• [Problem details]: Your answer must be every line of the data below that holds the string "building", copied exactly.

• [Given entries]:
⁂

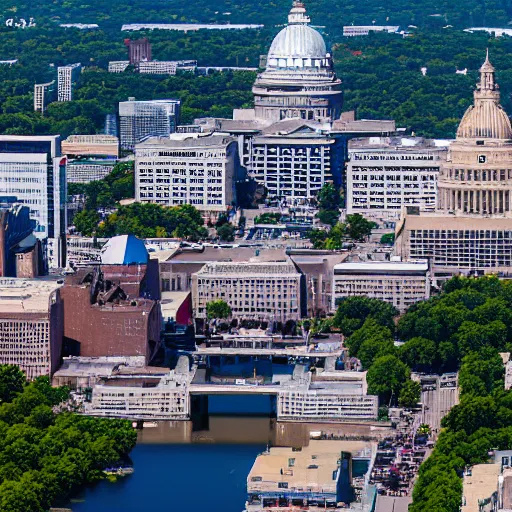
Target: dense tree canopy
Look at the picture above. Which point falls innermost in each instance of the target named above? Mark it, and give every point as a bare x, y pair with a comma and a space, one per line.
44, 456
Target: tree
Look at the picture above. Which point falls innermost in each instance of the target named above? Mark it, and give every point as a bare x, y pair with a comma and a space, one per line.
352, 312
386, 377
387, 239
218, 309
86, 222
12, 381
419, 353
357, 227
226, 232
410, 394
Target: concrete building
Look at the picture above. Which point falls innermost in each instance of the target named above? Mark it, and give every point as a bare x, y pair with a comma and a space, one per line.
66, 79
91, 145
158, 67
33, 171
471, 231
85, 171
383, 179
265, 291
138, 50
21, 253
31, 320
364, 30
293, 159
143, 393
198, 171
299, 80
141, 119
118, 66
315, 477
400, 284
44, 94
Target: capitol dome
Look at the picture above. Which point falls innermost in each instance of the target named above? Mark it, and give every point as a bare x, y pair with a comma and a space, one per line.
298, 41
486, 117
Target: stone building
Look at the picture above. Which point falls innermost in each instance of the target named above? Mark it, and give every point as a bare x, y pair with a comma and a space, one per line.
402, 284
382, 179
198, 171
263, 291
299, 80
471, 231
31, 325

⁂

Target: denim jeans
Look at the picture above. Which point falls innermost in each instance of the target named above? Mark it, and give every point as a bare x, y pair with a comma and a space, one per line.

⁂

• [The answer]:
Target: concrete building
Target: stone building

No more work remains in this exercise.